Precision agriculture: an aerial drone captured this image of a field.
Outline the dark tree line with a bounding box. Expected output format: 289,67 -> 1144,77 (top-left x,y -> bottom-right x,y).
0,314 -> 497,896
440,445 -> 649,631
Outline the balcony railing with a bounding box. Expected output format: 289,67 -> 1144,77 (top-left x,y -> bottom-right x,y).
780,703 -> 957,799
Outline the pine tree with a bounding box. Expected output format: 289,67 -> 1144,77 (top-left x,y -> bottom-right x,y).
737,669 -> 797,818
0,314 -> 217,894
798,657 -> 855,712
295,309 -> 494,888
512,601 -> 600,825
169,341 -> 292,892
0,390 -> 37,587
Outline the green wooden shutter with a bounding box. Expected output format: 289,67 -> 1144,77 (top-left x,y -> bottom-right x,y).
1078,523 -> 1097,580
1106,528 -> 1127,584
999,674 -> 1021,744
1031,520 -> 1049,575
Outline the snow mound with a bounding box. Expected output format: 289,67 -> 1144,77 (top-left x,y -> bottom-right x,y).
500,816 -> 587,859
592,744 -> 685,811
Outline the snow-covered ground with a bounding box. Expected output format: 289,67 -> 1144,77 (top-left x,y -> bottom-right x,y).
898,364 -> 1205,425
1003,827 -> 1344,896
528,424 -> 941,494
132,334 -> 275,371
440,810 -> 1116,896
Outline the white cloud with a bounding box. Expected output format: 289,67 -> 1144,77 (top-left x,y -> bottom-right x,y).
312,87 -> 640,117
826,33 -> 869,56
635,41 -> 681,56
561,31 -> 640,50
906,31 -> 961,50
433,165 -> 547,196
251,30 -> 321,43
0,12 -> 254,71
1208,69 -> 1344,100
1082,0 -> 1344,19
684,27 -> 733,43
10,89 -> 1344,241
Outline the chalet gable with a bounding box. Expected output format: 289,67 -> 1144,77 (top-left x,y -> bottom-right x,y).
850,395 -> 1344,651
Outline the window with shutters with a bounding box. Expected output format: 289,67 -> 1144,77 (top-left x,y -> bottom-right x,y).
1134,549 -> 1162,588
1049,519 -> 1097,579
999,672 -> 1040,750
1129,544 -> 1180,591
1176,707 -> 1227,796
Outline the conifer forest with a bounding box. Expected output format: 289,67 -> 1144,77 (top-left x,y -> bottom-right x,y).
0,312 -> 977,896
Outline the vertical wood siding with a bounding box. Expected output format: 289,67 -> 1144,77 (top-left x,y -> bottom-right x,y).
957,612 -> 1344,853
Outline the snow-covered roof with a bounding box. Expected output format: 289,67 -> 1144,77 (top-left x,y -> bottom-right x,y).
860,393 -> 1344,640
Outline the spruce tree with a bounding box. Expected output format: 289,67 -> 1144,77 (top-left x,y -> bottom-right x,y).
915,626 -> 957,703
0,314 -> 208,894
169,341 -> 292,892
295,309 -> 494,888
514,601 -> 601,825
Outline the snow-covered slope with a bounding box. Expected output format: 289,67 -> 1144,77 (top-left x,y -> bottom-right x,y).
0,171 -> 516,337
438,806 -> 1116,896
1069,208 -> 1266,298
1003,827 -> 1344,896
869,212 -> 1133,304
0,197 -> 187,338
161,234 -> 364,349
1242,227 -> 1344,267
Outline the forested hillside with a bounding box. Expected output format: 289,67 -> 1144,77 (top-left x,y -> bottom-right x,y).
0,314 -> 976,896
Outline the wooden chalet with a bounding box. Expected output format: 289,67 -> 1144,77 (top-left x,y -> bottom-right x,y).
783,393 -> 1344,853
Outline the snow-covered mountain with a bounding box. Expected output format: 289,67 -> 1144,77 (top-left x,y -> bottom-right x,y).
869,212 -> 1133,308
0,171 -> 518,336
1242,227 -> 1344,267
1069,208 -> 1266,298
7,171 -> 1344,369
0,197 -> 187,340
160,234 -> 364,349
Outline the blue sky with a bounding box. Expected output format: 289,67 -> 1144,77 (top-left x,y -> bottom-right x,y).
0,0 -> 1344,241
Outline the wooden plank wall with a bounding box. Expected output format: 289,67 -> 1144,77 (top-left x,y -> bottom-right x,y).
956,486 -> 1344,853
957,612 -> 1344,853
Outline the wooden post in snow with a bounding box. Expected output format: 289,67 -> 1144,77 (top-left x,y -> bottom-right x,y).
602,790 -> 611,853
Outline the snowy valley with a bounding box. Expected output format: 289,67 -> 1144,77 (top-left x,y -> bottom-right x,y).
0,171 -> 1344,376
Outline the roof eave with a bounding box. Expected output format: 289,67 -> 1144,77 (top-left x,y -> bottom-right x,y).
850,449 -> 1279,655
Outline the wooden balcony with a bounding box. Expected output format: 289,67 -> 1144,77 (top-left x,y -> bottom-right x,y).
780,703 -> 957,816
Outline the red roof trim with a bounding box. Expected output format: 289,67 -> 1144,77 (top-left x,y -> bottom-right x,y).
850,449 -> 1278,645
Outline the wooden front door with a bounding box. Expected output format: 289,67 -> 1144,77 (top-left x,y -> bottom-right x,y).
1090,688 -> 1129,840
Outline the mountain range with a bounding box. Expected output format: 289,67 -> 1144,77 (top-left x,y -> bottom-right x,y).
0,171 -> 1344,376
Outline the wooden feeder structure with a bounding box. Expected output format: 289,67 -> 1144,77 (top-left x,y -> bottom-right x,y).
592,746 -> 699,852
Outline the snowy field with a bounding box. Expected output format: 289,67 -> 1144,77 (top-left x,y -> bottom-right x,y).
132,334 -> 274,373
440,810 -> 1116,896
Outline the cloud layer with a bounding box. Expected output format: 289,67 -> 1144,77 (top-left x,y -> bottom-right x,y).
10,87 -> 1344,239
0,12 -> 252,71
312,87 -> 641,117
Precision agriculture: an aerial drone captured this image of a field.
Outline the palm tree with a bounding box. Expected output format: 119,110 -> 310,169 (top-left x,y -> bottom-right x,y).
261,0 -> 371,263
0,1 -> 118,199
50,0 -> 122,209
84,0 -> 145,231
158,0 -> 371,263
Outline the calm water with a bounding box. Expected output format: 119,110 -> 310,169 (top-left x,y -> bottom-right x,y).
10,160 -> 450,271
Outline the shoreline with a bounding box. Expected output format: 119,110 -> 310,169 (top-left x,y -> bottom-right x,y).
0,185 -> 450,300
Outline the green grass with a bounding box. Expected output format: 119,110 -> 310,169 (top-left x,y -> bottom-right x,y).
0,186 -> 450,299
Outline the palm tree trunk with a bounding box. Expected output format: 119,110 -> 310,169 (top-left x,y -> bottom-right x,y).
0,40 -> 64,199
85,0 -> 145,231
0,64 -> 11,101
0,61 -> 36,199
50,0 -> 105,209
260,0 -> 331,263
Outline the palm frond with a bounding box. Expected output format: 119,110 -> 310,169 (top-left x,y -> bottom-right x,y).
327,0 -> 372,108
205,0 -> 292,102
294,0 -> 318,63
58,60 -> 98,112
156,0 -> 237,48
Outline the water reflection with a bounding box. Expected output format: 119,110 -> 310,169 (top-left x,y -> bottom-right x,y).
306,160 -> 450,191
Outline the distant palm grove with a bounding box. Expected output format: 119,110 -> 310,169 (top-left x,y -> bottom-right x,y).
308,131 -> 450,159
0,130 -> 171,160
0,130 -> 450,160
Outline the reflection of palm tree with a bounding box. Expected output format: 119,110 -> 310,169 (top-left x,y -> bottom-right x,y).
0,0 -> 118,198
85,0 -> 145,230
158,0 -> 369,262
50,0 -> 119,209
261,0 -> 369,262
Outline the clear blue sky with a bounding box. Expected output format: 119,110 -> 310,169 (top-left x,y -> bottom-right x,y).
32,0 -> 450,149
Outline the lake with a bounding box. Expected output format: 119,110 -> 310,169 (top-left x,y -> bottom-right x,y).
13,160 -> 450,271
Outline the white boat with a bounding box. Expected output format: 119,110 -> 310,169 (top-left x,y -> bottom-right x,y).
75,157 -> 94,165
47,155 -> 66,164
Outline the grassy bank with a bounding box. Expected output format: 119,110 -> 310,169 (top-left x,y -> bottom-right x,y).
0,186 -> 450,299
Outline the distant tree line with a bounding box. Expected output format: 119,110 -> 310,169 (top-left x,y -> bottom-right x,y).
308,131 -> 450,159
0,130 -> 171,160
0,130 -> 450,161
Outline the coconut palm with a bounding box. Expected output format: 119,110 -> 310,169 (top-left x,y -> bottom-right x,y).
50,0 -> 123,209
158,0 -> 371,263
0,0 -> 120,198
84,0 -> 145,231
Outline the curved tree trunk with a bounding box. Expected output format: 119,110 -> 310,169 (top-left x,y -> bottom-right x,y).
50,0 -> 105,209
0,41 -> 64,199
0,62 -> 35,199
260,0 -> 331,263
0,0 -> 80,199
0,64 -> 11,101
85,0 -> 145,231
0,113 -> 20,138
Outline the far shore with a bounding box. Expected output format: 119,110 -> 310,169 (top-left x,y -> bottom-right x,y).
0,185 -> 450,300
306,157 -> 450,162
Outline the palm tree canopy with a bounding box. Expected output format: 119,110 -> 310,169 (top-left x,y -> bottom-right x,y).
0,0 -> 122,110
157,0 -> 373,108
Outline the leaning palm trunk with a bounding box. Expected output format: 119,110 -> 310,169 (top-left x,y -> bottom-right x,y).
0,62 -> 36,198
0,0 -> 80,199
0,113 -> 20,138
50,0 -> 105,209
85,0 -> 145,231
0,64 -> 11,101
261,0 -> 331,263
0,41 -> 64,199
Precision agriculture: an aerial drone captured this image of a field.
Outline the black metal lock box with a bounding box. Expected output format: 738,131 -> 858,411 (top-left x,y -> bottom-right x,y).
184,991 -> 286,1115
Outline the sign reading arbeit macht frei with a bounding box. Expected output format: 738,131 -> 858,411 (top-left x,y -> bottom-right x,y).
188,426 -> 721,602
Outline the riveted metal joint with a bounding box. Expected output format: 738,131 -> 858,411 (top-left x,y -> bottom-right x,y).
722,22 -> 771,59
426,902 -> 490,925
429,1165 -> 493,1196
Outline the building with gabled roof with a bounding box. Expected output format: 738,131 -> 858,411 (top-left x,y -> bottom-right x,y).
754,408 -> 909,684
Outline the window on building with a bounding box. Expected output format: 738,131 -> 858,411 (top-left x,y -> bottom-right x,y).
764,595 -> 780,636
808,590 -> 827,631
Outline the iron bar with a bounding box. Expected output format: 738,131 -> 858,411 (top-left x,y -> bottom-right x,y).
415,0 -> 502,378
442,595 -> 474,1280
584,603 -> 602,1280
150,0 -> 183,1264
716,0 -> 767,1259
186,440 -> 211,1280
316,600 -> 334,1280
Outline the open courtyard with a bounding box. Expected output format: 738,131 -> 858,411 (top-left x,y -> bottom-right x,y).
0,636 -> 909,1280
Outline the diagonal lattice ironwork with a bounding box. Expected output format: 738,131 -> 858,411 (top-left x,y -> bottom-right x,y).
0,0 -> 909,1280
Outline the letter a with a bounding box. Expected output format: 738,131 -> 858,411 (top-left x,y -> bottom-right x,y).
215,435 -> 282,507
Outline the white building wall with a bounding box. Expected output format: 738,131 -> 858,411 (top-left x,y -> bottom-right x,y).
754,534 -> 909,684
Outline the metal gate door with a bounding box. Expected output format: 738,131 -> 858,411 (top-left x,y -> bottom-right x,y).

----

== AIM ==
Can you give the listing above, from the line with "Outline the balcony" to the line with "1031,520 -> 1049,575" (both included), as a Markdown table with the columns Row and Listing line, leaving out any blank lines?

== CORRECT ANSWER ==
| Row | Listing line |
|---|---|
| 1 | Outline the balcony railing with a bounding box. Expected output format: 289,67 -> 1144,77 (top-left x,y -> bottom-right x,y). |
| 2 | 780,703 -> 957,799 |
| 3 | Outline the pine tree with a bounding box. Expected output format: 289,67 -> 1144,77 (top-left x,y -> bottom-right x,y). |
| 4 | 737,669 -> 797,818 |
| 5 | 0,314 -> 217,894 |
| 6 | 798,657 -> 855,712 |
| 7 | 295,309 -> 494,888 |
| 8 | 512,601 -> 600,825 |
| 9 | 169,341 -> 292,892 |
| 10 | 0,390 -> 37,587 |
| 11 | Outline the green wooden shutter with a bounding box. Expected output format: 289,67 -> 1144,77 (top-left x,y -> bottom-right x,y). |
| 12 | 1078,523 -> 1097,580 |
| 13 | 1106,528 -> 1127,584 |
| 14 | 999,674 -> 1021,744 |
| 15 | 1031,520 -> 1049,575 |